### Exercise details
Return the listing below verbatim. Pictures do not belong in the copy.

### Listed records
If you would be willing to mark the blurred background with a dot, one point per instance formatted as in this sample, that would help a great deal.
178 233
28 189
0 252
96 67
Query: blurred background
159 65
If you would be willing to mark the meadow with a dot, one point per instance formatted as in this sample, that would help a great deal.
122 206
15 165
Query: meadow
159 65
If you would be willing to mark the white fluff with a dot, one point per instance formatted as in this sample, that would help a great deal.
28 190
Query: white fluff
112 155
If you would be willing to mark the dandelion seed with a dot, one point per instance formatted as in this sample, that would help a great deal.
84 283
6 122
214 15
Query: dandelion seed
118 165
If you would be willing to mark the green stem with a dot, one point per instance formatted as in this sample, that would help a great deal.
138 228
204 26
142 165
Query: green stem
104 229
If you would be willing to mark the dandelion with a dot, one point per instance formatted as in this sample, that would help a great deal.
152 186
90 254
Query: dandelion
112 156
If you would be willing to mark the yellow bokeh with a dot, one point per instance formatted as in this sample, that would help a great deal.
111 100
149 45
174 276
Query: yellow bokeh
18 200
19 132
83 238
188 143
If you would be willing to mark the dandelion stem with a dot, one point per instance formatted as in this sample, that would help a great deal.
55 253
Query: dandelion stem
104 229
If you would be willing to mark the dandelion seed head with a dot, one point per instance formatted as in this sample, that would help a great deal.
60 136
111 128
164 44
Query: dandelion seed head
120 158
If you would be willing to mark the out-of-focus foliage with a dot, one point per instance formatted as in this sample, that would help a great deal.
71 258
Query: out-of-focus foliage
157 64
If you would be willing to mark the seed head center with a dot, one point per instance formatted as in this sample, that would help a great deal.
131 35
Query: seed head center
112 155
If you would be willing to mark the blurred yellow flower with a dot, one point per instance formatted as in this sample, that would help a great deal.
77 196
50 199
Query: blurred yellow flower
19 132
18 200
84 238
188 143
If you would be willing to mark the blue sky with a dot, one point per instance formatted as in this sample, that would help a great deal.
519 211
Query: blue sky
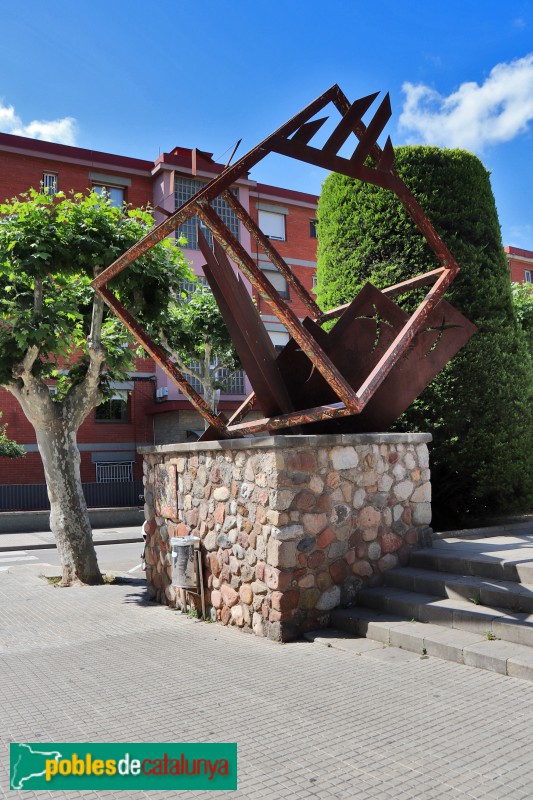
138 78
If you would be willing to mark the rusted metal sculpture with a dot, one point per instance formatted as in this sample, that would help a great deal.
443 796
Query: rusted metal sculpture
370 367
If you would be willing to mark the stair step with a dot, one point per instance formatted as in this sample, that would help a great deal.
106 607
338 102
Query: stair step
451 613
457 560
426 639
482 591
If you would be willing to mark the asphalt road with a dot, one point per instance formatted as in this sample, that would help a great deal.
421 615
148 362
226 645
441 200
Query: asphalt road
113 557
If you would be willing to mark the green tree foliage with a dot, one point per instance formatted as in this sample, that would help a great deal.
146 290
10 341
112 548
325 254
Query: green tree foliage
9 448
50 250
55 329
195 334
479 409
523 304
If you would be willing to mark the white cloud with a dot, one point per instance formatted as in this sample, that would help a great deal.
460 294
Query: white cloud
473 116
62 130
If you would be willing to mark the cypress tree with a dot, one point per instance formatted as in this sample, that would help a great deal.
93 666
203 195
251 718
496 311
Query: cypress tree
479 409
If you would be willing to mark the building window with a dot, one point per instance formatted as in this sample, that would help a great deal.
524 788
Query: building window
50 182
190 287
278 282
272 224
184 189
116 409
234 385
115 194
114 471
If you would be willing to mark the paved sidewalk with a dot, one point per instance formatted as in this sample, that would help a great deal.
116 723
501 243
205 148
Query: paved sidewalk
102 664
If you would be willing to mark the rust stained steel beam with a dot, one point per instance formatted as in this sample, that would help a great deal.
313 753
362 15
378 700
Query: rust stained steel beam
333 163
345 126
283 312
265 243
161 358
252 342
405 196
373 131
401 342
390 291
331 411
215 187
243 409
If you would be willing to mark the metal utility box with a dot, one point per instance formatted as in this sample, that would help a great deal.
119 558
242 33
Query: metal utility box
184 562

### Full output
If you would be willing to mark the blurred background with a dot, one point per instance formatted as in this sample, that would help a great deal.
178 233
28 189
0 252
96 67
Query: blurred background
159 65
If you would be willing to mark the meadow with a dot, one point per instance formatted as in this sample, that would help a great deal.
122 206
15 165
Query: meadow
159 65
If you would be willing to mark the white fluff with a dot, one point per instance formatted as in this sample, that would help a great deal.
28 190
Query: white fluff
112 155
If you would be willing to mark the dandelion seed with a dot, one point per instance formatted as in this sample, that would help a great deal.
84 283
6 122
214 15
Query: dandelion seed
118 165
If you would be willing to mark the green stem with a dot, one point per instance formatted as in this sample, that would help a great deal.
138 228
204 26
142 165
Query: green stem
104 229
If you would be willing to mark the dandelion with a dot, one point per instance formatted as in this sample, that would help a great deal.
152 186
90 254
Query: dandelion
112 156
If you would be willing to mark the yellow bokeh with a dot, one point per instance formatted as in this sample, that would help a great deal.
111 100
149 45
174 276
Query: yellow bokeh
18 200
19 132
83 238
188 143
If you would be willing to mark the dandelion stem with a dot, one point per instance formatted as in this sample, that would help a great deal.
55 253
Query: dandelion stem
104 229
If you would be willing to mark the dandelion seed head with a dot, one point per instance formatted as in this sample, that would help a great deal.
60 136
111 128
164 44
Query: dandelion seed head
120 158
If you would be willing to mark the out-of-focus foliage with a dot, one point per instance formatted as in this sample, that would help a great deal.
71 258
Query: out-of-focus foliage
157 64
If you would be willing to mark the seed head center with a dot, one point per instance formatted as in this sample, that would help a great deal.
131 35
Query: seed head center
112 155
If you would be willing to mark the blurred yellow flower with a dot, one point per instance formatted as in this sample, that would help a great deal.
77 196
50 199
Query: blurred yellow flower
19 132
18 200
84 238
188 143
If you would be willing to mark the blue sky with a dot, one point per instance formatted as in this sample, that would help a great deal.
519 211
Query: blue sky
138 78
If you would be willing to mark the rusted metal sculpture with a dot, one point per instance formatted as in this sample, that would help a great deal.
443 796
Query: rusted metal sculpture
370 367
If you would be willing to mark the stair step with a dot, one point per instance formatted as in this sample, that would help a great deal.
106 607
338 102
Query: stair step
451 613
457 560
426 639
482 591
If you would be willing to mark the asphalt road with a dot, one point per instance formatted as in this sample, that would help a great deal.
421 615
148 362
226 645
441 200
Query: asphalt road
113 557
If you would be willing to mark the green tree foliage with a dot, one point per instance formatted as in this sample, that would help a great deal.
146 290
10 341
112 548
325 254
Query: green tree foliage
9 448
50 250
55 329
195 334
479 409
523 304
If you would be willing to mark the white cloud with a dot, one point per instance formatted as in this sample, that would help a great deal.
460 294
Query: white cloud
473 116
62 130
If you would be willing to mark the cypress tree with a dot, one point per instance formatted as in this sample, that would help a great deal.
93 666
203 195
251 718
496 311
Query: cypress tree
479 409
If you would be willing to mark the building window with a dot, one point per instance formatted as in this sample, that would help a great deal.
524 788
Query: building window
50 182
190 287
278 282
272 224
184 189
116 409
234 385
115 194
114 471
If you would be willing to mark the paved sidewalk with a dot, one point per instance formatted as in this sample, that would help a great deal.
116 723
501 243
205 148
Query: paved sidewalk
102 664
If you would be willing to mark the rust stained steel beam with a dot, one point per instance formatted as in this sample, that would help a great deal.
313 753
362 15
378 700
Query: rust stained steel beam
333 163
345 126
283 312
265 243
161 358
252 342
405 196
373 131
401 342
390 291
331 411
215 187
243 409
If you would be willing to mark the metal utility box with a dot, one point per instance formatted as in this sample, that would help a great deal.
119 558
242 33
Query: metal utility box
184 562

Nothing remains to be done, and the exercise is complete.